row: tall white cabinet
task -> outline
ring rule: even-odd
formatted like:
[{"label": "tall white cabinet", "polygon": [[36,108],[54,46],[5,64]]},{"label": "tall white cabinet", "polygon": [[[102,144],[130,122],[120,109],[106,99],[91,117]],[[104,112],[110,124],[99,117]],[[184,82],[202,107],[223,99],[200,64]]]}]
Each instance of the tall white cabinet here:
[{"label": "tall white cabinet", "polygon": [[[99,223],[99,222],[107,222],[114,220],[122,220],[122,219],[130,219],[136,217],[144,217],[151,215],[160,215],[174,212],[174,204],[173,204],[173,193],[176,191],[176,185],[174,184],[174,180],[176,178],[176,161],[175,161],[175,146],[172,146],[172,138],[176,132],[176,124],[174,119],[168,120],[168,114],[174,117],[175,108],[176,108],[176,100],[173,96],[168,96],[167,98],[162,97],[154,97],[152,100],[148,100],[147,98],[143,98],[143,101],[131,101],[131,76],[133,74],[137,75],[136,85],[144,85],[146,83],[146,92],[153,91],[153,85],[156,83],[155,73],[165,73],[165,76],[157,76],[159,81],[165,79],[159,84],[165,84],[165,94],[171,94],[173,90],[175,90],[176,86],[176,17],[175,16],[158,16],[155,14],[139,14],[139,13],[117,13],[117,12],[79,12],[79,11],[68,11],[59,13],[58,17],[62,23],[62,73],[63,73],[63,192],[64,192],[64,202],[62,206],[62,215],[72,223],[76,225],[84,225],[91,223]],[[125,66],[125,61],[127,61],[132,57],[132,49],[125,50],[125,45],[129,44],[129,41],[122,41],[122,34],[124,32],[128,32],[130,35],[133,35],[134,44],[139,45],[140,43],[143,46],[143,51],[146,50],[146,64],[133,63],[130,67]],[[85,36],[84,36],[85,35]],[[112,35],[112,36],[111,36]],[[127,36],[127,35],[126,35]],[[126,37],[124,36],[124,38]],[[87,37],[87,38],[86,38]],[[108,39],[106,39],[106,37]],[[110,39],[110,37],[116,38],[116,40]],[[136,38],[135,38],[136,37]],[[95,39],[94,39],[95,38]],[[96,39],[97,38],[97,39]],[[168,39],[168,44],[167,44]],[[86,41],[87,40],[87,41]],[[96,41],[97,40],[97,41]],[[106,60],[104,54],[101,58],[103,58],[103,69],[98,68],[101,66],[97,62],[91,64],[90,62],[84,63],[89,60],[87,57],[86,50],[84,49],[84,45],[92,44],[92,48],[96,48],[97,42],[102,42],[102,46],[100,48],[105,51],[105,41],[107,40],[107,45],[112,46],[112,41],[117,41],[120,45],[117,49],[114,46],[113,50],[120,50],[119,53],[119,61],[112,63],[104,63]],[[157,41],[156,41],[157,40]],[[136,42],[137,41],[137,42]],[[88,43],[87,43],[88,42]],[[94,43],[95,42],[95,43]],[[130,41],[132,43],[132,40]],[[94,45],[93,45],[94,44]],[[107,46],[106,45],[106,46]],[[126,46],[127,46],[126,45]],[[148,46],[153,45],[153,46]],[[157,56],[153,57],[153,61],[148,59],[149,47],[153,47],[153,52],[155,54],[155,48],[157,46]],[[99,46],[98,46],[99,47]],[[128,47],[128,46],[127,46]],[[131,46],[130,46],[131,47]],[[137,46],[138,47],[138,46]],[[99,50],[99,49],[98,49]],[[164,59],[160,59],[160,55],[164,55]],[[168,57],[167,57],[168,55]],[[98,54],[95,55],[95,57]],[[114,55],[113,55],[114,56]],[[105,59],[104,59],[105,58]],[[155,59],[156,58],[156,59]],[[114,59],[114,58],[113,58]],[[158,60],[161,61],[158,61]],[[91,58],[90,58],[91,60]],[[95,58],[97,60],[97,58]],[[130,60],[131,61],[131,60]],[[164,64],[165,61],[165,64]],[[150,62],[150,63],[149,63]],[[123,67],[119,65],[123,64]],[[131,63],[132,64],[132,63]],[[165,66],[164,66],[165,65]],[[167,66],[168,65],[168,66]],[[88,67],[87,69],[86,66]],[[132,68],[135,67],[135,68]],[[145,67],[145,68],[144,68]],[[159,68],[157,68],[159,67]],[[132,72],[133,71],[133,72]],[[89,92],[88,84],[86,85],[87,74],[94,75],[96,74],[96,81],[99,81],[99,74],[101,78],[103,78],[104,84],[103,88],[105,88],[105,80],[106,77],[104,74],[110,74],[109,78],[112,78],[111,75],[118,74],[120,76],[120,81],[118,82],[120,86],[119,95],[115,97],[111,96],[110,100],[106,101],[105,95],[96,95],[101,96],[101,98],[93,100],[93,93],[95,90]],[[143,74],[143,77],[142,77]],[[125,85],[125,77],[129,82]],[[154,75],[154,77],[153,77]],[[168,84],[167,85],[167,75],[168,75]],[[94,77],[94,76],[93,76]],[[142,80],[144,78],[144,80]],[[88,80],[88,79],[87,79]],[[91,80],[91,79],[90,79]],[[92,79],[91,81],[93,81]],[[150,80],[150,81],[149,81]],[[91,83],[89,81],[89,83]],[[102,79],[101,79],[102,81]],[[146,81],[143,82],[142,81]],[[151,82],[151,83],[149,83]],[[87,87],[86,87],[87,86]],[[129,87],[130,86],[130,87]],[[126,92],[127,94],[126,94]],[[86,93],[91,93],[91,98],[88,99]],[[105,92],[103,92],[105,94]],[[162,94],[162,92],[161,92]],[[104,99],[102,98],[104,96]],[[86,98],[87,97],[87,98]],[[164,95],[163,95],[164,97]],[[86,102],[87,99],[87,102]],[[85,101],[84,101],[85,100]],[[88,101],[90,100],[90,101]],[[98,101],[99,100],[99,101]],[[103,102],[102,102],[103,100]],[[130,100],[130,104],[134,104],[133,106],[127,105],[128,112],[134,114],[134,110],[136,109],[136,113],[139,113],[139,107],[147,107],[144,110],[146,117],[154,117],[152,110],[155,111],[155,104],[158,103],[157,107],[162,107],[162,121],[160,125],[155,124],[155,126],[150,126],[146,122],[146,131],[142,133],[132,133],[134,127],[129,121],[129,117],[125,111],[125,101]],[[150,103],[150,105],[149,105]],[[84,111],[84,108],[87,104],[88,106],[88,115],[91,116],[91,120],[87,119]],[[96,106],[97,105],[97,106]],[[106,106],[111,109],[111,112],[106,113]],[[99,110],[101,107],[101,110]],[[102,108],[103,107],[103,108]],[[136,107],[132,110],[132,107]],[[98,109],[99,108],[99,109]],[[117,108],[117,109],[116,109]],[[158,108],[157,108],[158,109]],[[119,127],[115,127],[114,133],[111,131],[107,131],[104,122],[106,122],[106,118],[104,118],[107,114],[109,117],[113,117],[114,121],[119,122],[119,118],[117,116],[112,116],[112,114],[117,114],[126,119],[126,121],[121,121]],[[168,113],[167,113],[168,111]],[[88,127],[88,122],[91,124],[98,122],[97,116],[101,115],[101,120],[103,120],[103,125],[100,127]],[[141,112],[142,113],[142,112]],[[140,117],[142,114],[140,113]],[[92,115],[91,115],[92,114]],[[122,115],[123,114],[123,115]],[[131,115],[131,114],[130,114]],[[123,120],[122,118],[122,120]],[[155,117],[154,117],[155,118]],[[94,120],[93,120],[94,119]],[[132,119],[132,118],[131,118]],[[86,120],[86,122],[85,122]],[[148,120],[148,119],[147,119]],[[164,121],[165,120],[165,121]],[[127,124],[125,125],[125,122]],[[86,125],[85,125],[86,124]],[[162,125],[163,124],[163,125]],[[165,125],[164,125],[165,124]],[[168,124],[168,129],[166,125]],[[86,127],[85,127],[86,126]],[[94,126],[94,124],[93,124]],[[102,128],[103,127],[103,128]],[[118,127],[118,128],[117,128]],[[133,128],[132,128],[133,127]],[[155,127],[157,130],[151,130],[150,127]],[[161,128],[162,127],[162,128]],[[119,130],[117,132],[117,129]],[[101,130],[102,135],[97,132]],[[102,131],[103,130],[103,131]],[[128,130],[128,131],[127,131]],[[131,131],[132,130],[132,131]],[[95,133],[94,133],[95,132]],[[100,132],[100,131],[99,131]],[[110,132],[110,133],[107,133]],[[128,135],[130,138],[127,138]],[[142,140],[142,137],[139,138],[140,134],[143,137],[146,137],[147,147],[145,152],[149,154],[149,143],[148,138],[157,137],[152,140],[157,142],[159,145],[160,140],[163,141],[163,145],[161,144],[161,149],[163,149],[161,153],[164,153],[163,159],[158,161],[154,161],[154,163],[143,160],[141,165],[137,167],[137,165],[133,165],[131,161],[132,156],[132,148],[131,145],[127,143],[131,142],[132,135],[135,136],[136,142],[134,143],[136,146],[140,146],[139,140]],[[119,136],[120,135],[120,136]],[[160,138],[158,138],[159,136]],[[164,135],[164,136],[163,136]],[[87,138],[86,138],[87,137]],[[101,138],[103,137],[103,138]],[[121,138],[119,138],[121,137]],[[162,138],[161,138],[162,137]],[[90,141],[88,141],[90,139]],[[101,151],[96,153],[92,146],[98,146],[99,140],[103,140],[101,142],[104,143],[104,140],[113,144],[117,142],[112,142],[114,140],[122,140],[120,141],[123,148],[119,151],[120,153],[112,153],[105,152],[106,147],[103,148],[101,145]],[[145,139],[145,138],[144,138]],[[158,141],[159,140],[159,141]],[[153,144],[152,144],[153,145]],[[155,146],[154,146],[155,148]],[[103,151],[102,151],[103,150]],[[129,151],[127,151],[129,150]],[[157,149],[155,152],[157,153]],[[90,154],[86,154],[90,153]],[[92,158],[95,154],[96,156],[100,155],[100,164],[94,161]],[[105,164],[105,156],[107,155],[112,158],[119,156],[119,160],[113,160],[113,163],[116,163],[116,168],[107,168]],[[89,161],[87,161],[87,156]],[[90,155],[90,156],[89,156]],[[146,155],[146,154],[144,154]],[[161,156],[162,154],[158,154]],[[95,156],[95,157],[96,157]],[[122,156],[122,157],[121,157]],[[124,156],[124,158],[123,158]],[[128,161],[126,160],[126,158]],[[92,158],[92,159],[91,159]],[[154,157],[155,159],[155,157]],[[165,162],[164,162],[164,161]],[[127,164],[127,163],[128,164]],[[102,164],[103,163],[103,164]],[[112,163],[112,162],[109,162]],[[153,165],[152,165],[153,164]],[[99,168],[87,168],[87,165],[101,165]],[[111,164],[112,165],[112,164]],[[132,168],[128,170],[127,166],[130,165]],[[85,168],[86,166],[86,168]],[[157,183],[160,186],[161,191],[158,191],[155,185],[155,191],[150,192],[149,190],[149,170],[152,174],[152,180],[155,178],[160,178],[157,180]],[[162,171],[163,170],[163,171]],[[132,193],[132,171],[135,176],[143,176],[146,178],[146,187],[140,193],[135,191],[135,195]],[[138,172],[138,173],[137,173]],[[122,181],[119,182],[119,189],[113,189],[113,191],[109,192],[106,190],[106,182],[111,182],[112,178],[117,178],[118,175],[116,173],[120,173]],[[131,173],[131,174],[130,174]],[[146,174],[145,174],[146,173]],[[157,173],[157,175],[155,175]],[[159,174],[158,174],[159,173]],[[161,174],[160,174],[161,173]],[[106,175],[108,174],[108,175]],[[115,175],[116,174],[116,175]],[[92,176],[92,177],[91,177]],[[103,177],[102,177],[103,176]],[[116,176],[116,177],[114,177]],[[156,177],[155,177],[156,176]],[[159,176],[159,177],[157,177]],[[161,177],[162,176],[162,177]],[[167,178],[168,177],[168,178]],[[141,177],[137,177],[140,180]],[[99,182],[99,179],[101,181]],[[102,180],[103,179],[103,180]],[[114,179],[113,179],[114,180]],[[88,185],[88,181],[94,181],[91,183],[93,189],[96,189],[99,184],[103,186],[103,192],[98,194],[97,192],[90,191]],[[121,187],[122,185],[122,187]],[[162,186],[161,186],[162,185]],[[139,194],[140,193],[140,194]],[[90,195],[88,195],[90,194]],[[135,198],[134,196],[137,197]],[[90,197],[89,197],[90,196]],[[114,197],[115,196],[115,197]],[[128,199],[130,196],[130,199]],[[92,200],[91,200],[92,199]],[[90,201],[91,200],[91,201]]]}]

==============================

EXERCISE OBJECTIVE:
Please write out the records again from their beginning through the line with "Each instance of", switching "cabinet" to "wardrobe" and leaving everything else as it is.

ANSWER TO THIS TASK:
row: tall white wardrobe
task -> outline
ring rule: even-odd
formatted like:
[{"label": "tall white wardrobe", "polygon": [[36,108],[54,46],[5,64]]},{"label": "tall white wardrobe", "polygon": [[[102,144],[130,122],[120,109],[106,99],[91,117]],[[104,112],[110,124],[99,117]],[[184,82],[202,107],[223,99],[200,64]]]}]
Each instance of the tall white wardrobe here:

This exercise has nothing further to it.